▶ _Source extract_
◆ ◆ ◆

Don’t look at the ground after the ball is gone. Let everything follow it,—club, arms, eyes and body. A very good plan is to practise the shot with eyes on the flag. When you discover that you can hit a ball without looking at it you will have no trouble in looking at it when the occasion requires.
And this, in a word, is what I have been driving at, that you cannot play golf easily, gracefully and accurately until you have lost all fear of the ball and have got rid of the notion that keeping your eye on it is the fundamental principle of the game. Almost any professional will tell you that it is not looking at the ball that enables you to drive two hundred yards; it is keeping your shoulders in one plane throughout the stroke.
A LINE-O’-GOWF OR TWO
_Hew to the Line, let the divots fall where they may._
THE PLEASURES OF HOPE.
Hope springs eternal in the human jar; Man never is, but always to be par.
* * * * *
“Let firmness combined with ease be your motto,” advises George O’Neil. Or, as Horace suggested to Maecenas, on the links of Ancient Rome, “Otium cum dignitate.”
* * * * *
Woman’s place, as Socrates said, is in the home. One of her appeared on a public golf course yesterday in so transparent a skirt that four members of a foursome topped their approach shots, and one of them left his ball on the green.
* * * * *
Golf would be a perfect game if it were not for the golf gabble; and this must be accepted as inevitable. If a person who is conscious of the absurdity of golf gabble is unable to quit it, how hopeless is the case of the unconscious gabbler.
Here’s an example of it: We bring off a good iron shot, and instead of ascribing it (silently) to chance or happy circumstance, we must announce to our companion that at last we have solved the secret of the iron shot. And so we gabble our way around the course, till the sound of our own voice is wearisome to our own ears.
It’s a Scotch game. We borrowed it from the Scotch, but we added the gabble.
* * * * *
Olds Grant Rice and Bill Hammond of the N. Y. Mail and Sun respectively came out and golfed with ye Scribe. Grant is a regular player, but Bill is kind of irregular.
* * * * *
The Saturday Review says that the fascination of golf is understandable, but “the wicked hate of the non-player is less easy to grasp.” Nobody objects to the game itself; it is the incessant gabble about it that bores one to tears. Tie a non-player to a bench in the locker room of any golf club and he would go mad within the hour.
Golf is a gabby game because it is so stuffed with ifs—“if I hadn’t hooked,” “if I hadn’t looked up,” “if the ball hadn’t hit the bunker,” etc. And it is all a great waste of breath, nobody is interested in your “ifs,” not even the man you are playing with.
* * * * *
Hon. Brand Whitlock, staff correspondent for the _Line_ at Brussels, advises us that there is a good golf course there, and that the Flemish caddies touch their caps politely and do not seek to draw players into intimate and animated conversation.
* * * * *
In Wilmette, we gather, the goats are those who play golf on Sunday, and the sheep are those who go to church. This classification is flattering to neither flock.
* * * * *
Curious golfers who may follow the learned arguments on “what constitutes a good hole” must conclude that the purpose of the architects is not to make the game easy for democracy. Par figures mean nothing to the average player; they are for the few gifted beings who participate in national tournaments. As courses are now laid out, there is a “short way to the green,” calling at the outset for a carry of, say, 190 yards. The next thing will be to station a policeman at the bunker, to chase off the course a player so unlucky as not to carry the hazard.

◆ ◆ ◆

▶ _Short problem 1_
Write out the golf piece starting with "Don’t look at" and going on through "PLEASURES OF HOPE.", renaming "ball" to "pellet" throughout.
The golf piece and the records are unrelated and should be treated as separate material.

▶ _Coordinate labeling records_
◆ ◆ ◆

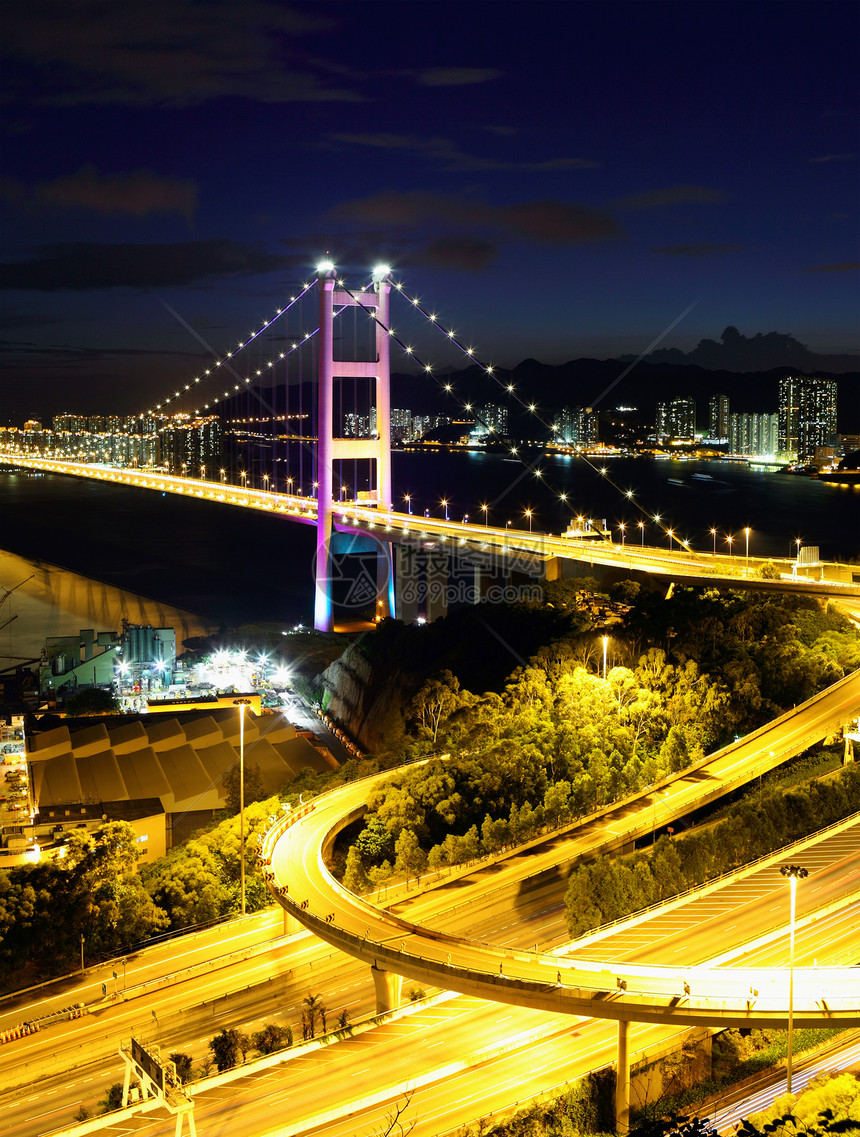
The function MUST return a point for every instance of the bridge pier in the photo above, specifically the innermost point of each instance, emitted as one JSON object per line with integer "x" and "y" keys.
{"x": 406, "y": 563}
{"x": 389, "y": 987}
{"x": 622, "y": 1079}
{"x": 436, "y": 604}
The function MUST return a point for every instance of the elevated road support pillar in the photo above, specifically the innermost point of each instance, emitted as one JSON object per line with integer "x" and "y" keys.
{"x": 622, "y": 1079}
{"x": 388, "y": 987}
{"x": 408, "y": 582}
{"x": 436, "y": 603}
{"x": 291, "y": 924}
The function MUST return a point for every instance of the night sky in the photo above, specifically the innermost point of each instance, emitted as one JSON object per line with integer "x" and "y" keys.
{"x": 555, "y": 179}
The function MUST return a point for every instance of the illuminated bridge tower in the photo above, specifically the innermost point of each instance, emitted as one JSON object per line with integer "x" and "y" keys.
{"x": 331, "y": 449}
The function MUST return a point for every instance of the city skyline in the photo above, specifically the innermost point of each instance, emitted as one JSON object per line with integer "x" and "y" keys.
{"x": 578, "y": 184}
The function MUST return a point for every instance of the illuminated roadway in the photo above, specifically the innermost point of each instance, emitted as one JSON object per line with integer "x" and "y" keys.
{"x": 547, "y": 1051}
{"x": 390, "y": 525}
{"x": 299, "y": 880}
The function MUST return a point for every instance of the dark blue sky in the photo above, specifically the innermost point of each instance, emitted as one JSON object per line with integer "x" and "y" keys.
{"x": 555, "y": 179}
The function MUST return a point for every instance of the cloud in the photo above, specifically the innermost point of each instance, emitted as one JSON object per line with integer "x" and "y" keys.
{"x": 844, "y": 266}
{"x": 451, "y": 157}
{"x": 539, "y": 222}
{"x": 168, "y": 52}
{"x": 456, "y": 76}
{"x": 671, "y": 196}
{"x": 700, "y": 249}
{"x": 81, "y": 266}
{"x": 137, "y": 194}
{"x": 471, "y": 254}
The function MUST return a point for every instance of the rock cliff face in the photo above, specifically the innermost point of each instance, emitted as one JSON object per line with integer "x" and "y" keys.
{"x": 371, "y": 685}
{"x": 368, "y": 698}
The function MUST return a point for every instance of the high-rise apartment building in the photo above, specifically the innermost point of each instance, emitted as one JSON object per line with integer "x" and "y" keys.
{"x": 677, "y": 420}
{"x": 73, "y": 424}
{"x": 807, "y": 415}
{"x": 577, "y": 426}
{"x": 719, "y": 416}
{"x": 491, "y": 420}
{"x": 753, "y": 434}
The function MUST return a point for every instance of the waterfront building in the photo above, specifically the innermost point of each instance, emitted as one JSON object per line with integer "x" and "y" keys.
{"x": 193, "y": 442}
{"x": 753, "y": 434}
{"x": 577, "y": 426}
{"x": 807, "y": 416}
{"x": 718, "y": 418}
{"x": 676, "y": 420}
{"x": 400, "y": 424}
{"x": 358, "y": 425}
{"x": 490, "y": 420}
{"x": 68, "y": 423}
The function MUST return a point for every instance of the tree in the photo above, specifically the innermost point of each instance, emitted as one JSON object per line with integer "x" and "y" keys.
{"x": 411, "y": 859}
{"x": 272, "y": 1038}
{"x": 225, "y": 1047}
{"x": 183, "y": 1063}
{"x": 314, "y": 1007}
{"x": 436, "y": 700}
{"x": 255, "y": 789}
{"x": 114, "y": 1098}
{"x": 355, "y": 878}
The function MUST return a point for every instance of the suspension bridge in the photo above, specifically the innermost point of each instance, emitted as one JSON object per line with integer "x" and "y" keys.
{"x": 414, "y": 555}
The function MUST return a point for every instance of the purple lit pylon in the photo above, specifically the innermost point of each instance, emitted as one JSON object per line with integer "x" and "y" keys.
{"x": 331, "y": 449}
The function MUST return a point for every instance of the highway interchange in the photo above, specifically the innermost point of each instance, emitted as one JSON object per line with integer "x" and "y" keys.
{"x": 550, "y": 1048}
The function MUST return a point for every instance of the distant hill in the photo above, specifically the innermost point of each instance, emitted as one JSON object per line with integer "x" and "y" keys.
{"x": 762, "y": 351}
{"x": 595, "y": 383}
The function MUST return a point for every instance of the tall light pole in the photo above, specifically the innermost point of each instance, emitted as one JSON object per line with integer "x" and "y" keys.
{"x": 793, "y": 872}
{"x": 241, "y": 704}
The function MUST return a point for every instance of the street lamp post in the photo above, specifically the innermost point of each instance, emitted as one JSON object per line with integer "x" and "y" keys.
{"x": 793, "y": 872}
{"x": 241, "y": 704}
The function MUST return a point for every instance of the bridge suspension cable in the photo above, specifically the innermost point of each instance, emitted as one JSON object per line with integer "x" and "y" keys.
{"x": 490, "y": 372}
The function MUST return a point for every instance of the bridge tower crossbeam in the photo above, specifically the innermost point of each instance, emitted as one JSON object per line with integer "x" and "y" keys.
{"x": 331, "y": 449}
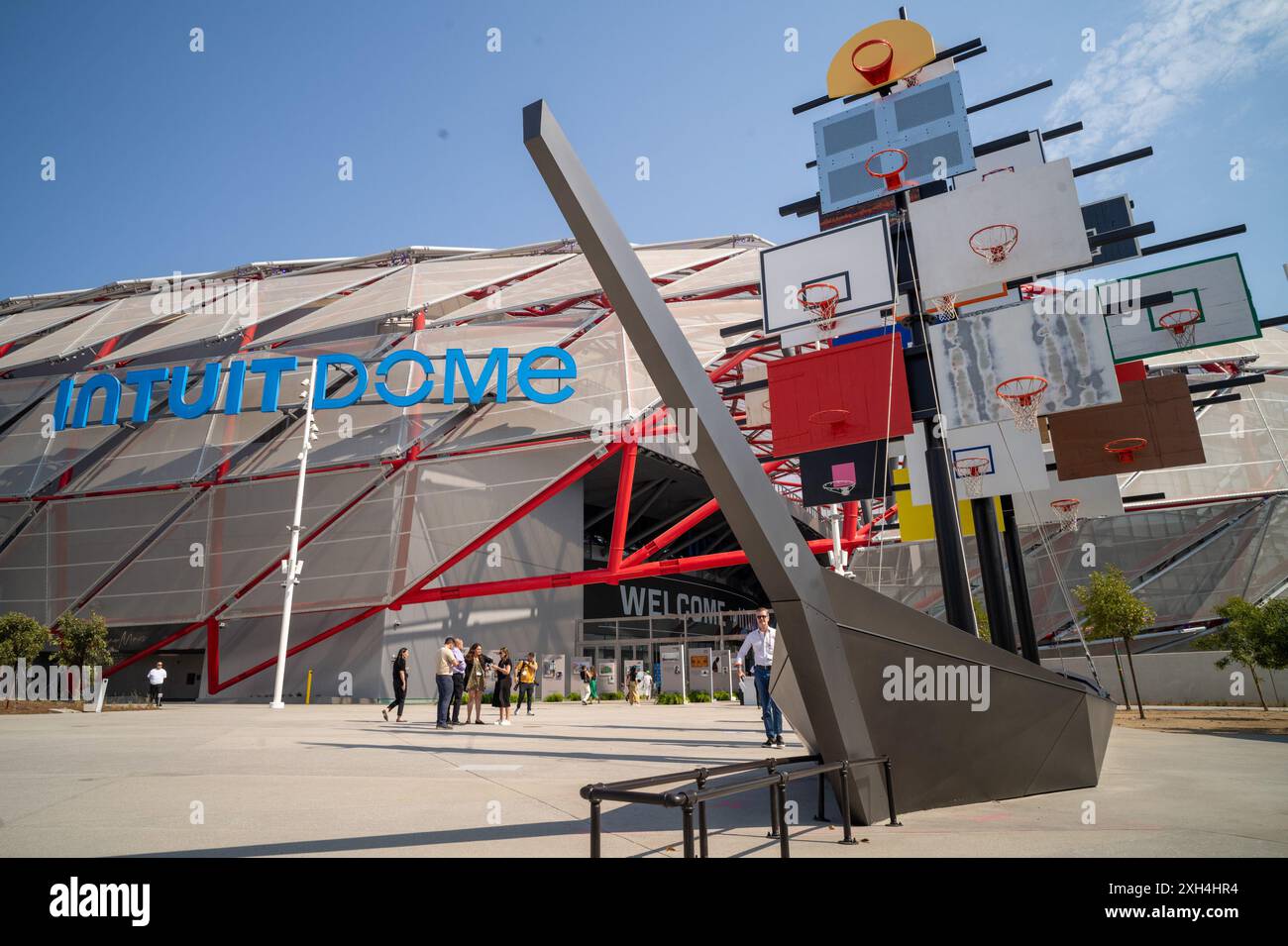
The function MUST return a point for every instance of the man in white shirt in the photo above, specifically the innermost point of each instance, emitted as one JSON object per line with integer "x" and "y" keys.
{"x": 761, "y": 644}
{"x": 156, "y": 680}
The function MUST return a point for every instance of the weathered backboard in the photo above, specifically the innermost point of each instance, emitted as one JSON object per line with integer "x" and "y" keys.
{"x": 1158, "y": 409}
{"x": 1039, "y": 203}
{"x": 1014, "y": 461}
{"x": 1005, "y": 161}
{"x": 974, "y": 356}
{"x": 858, "y": 261}
{"x": 1216, "y": 288}
{"x": 1096, "y": 497}
{"x": 910, "y": 47}
{"x": 838, "y": 395}
{"x": 927, "y": 123}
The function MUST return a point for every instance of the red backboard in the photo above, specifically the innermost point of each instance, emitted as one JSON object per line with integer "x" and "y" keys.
{"x": 840, "y": 395}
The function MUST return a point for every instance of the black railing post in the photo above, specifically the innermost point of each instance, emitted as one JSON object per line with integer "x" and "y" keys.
{"x": 688, "y": 826}
{"x": 784, "y": 834}
{"x": 894, "y": 816}
{"x": 845, "y": 806}
{"x": 593, "y": 826}
{"x": 773, "y": 804}
{"x": 702, "y": 816}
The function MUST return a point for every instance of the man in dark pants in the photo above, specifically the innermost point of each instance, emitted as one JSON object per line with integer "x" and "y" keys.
{"x": 761, "y": 644}
{"x": 458, "y": 680}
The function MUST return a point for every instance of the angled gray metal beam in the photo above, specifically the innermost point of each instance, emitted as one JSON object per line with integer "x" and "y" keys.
{"x": 752, "y": 507}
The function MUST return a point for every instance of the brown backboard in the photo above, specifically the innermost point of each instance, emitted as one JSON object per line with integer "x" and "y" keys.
{"x": 1157, "y": 409}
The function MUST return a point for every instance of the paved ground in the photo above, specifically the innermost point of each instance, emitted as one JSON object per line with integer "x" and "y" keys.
{"x": 338, "y": 781}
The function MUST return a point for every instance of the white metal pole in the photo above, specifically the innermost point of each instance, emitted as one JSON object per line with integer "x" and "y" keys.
{"x": 291, "y": 566}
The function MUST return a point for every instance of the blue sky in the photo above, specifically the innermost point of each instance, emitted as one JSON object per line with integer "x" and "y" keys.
{"x": 168, "y": 158}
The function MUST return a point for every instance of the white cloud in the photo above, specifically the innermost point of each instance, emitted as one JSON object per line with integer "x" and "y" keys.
{"x": 1162, "y": 67}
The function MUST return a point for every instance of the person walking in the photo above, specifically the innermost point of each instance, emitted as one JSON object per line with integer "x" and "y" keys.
{"x": 399, "y": 684}
{"x": 761, "y": 644}
{"x": 156, "y": 680}
{"x": 476, "y": 674}
{"x": 443, "y": 679}
{"x": 458, "y": 680}
{"x": 632, "y": 681}
{"x": 501, "y": 691}
{"x": 527, "y": 675}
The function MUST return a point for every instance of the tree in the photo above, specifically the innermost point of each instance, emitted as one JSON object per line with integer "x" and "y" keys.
{"x": 82, "y": 641}
{"x": 1111, "y": 610}
{"x": 1254, "y": 635}
{"x": 22, "y": 637}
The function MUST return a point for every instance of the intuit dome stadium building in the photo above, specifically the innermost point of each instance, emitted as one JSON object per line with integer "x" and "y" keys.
{"x": 550, "y": 512}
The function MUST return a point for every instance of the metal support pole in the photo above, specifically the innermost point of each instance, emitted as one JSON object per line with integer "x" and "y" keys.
{"x": 595, "y": 828}
{"x": 948, "y": 546}
{"x": 291, "y": 566}
{"x": 702, "y": 816}
{"x": 1019, "y": 583}
{"x": 848, "y": 838}
{"x": 894, "y": 817}
{"x": 688, "y": 828}
{"x": 993, "y": 575}
{"x": 784, "y": 834}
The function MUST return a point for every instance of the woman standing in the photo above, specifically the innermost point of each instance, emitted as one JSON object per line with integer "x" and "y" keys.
{"x": 501, "y": 692}
{"x": 399, "y": 684}
{"x": 476, "y": 671}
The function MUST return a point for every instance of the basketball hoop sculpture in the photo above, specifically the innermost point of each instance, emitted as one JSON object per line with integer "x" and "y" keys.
{"x": 822, "y": 309}
{"x": 892, "y": 177}
{"x": 995, "y": 244}
{"x": 1181, "y": 323}
{"x": 1125, "y": 448}
{"x": 1067, "y": 512}
{"x": 970, "y": 472}
{"x": 1022, "y": 395}
{"x": 877, "y": 72}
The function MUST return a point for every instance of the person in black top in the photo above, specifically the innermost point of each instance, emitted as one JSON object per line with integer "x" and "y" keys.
{"x": 501, "y": 692}
{"x": 399, "y": 684}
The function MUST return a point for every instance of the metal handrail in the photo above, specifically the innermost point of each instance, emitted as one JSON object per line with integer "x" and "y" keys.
{"x": 690, "y": 800}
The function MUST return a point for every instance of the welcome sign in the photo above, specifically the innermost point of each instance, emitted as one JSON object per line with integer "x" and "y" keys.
{"x": 459, "y": 382}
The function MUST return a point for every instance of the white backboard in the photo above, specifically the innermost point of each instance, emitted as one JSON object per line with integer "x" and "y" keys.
{"x": 1039, "y": 202}
{"x": 1014, "y": 460}
{"x": 1215, "y": 287}
{"x": 1005, "y": 161}
{"x": 857, "y": 261}
{"x": 1070, "y": 349}
{"x": 1096, "y": 495}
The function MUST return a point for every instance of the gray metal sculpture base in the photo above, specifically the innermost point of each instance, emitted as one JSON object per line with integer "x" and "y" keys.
{"x": 1039, "y": 731}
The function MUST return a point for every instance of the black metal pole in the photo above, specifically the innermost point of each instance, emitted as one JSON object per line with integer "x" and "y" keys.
{"x": 784, "y": 834}
{"x": 593, "y": 828}
{"x": 894, "y": 816}
{"x": 702, "y": 816}
{"x": 1019, "y": 583}
{"x": 948, "y": 547}
{"x": 1000, "y": 623}
{"x": 848, "y": 837}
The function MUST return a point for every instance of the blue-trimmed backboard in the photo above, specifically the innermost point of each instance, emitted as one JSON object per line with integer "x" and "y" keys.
{"x": 927, "y": 121}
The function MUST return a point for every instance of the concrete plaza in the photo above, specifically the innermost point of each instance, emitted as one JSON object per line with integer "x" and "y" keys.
{"x": 244, "y": 781}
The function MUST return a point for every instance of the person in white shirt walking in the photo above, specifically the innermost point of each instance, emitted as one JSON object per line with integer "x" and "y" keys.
{"x": 761, "y": 644}
{"x": 156, "y": 680}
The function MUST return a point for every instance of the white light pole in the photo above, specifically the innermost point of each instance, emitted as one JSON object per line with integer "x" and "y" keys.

◆ ◆ ◆

▶ _Short problem 2_
Gather every line of the records that contains the string "blue".

▶ _Complete answer 1_
Don’t look at the ground after the pellet is gone. Let everything follow it,—club, arms, eyes and body. A very good plan is to practise the shot with eyes on the flag. When you discover that you can hit a pellet without looking at it you will have no trouble in looking at it when the occasion requires.
And this, in a word, is what I have been driving at, that you cannot play golf easily, gracefully and accurately until you have lost all fear of the pellet and have got rid of the notion that keeping your eye on it is the fundamental principle of the game. Almost any professional will tell you that it is not looking at the pellet that enables you to drive two hundred yards; it is keeping your shoulders in one plane throughout the stroke.
A LINE-O’-GOWF OR TWO
_Hew to the Line, let the divots fall where they may._
THE PLEASURES OF HOPE.

▶ _Complete answer 2_
The function MUST return a point for every instance of the dark blue sky in the photo above, specifically the innermost point of each instance, emitted as one JSON object per line with integer "x" and "y" keys.
The function MUST return a point for every instance of the blue sky in the photo above, specifically the innermost point of each instance, emitted as one JSON object per line with integer "x" and "y" keys.
The function MUST return a point for every instance of the blue-trimmed backboard in the photo above, specifically the innermost point of each instance, emitted as one JSON object per line with integer "x" and "y" keys.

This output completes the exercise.